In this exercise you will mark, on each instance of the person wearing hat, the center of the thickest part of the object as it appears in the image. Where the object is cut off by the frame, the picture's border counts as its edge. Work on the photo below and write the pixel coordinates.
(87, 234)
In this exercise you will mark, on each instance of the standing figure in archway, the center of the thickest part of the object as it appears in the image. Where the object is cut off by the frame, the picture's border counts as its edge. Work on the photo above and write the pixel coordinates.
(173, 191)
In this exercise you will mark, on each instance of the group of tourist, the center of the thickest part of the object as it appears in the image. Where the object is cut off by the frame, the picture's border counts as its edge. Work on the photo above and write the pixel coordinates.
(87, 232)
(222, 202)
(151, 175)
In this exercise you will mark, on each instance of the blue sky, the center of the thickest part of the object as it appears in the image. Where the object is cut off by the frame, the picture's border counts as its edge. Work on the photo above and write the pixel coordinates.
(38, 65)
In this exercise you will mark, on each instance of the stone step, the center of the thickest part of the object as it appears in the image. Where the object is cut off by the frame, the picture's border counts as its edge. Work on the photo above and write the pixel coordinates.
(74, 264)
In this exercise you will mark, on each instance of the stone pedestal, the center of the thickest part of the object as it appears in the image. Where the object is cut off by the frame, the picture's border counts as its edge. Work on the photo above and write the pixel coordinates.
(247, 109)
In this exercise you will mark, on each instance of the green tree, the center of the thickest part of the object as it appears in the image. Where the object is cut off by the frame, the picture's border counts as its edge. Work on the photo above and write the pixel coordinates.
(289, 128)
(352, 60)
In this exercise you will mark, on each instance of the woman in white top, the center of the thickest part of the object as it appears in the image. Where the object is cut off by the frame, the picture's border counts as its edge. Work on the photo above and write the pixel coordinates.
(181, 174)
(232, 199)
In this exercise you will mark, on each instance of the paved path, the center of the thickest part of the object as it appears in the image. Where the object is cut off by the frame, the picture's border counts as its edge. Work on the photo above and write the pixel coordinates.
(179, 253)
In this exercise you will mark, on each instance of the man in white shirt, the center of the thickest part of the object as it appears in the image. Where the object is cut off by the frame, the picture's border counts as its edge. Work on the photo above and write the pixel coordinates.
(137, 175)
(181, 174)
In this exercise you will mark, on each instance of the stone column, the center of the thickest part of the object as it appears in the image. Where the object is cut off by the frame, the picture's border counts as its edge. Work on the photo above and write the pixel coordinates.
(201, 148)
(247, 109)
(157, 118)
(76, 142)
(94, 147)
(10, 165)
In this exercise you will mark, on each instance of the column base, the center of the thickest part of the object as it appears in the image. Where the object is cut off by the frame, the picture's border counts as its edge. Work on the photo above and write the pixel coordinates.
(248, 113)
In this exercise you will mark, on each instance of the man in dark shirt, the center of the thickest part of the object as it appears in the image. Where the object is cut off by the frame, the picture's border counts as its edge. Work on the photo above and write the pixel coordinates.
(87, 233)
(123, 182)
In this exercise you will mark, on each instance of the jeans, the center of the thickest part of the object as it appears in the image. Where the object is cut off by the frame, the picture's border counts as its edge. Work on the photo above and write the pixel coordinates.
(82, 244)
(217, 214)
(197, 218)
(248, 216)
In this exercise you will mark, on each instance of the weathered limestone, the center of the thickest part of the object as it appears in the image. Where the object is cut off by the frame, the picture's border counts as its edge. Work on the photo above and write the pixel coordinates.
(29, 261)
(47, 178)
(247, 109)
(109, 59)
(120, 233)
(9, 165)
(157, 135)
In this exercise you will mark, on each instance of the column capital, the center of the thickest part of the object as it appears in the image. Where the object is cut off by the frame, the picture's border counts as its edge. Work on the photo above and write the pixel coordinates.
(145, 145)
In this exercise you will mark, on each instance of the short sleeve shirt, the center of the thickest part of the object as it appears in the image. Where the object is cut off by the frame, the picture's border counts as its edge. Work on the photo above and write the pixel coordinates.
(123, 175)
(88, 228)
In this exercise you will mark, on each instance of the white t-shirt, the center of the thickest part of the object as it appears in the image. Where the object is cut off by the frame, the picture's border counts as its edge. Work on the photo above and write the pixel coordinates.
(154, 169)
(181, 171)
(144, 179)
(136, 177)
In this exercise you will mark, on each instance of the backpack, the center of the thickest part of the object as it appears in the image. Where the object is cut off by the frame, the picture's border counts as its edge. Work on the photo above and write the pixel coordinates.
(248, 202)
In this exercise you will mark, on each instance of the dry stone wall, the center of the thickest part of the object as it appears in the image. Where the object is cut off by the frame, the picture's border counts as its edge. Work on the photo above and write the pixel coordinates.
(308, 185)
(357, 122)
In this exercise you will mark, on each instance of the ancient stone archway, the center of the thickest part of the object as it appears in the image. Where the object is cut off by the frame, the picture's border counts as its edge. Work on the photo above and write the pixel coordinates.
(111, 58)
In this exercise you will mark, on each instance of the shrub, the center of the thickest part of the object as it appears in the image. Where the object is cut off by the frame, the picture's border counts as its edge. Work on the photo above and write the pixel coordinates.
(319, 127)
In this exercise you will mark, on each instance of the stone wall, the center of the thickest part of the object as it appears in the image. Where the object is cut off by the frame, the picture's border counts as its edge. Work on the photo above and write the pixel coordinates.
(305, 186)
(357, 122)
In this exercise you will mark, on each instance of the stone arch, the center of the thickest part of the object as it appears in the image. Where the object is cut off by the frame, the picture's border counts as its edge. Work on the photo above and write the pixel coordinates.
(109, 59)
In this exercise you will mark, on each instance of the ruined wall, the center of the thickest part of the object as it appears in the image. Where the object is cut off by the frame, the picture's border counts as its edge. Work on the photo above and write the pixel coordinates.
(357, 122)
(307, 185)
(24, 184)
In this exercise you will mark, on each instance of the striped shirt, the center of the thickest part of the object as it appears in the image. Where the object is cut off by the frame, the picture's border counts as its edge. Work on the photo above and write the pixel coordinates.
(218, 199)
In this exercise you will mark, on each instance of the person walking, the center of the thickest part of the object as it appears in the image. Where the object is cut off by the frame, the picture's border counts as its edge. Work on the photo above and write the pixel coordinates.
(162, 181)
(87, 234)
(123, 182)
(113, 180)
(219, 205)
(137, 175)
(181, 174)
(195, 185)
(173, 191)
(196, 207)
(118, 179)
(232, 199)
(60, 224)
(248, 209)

GIVEN INSTRUCTION -
Print the lines of the entries unchanged, starting with the line that contains "person walking, the" and continuing up to and including the final line of the entries.

THE REPLY -
In this exercise you will mark, on each instance of the person walking, the center of the thickest part of the object as it appears in the image. Where the object is cut off by the frame, the picture's border counts as its edge. Work on the photo above and write the pixel coordinates.
(162, 181)
(87, 234)
(123, 182)
(113, 180)
(219, 205)
(137, 175)
(181, 174)
(195, 185)
(173, 191)
(196, 207)
(118, 179)
(232, 199)
(60, 224)
(248, 209)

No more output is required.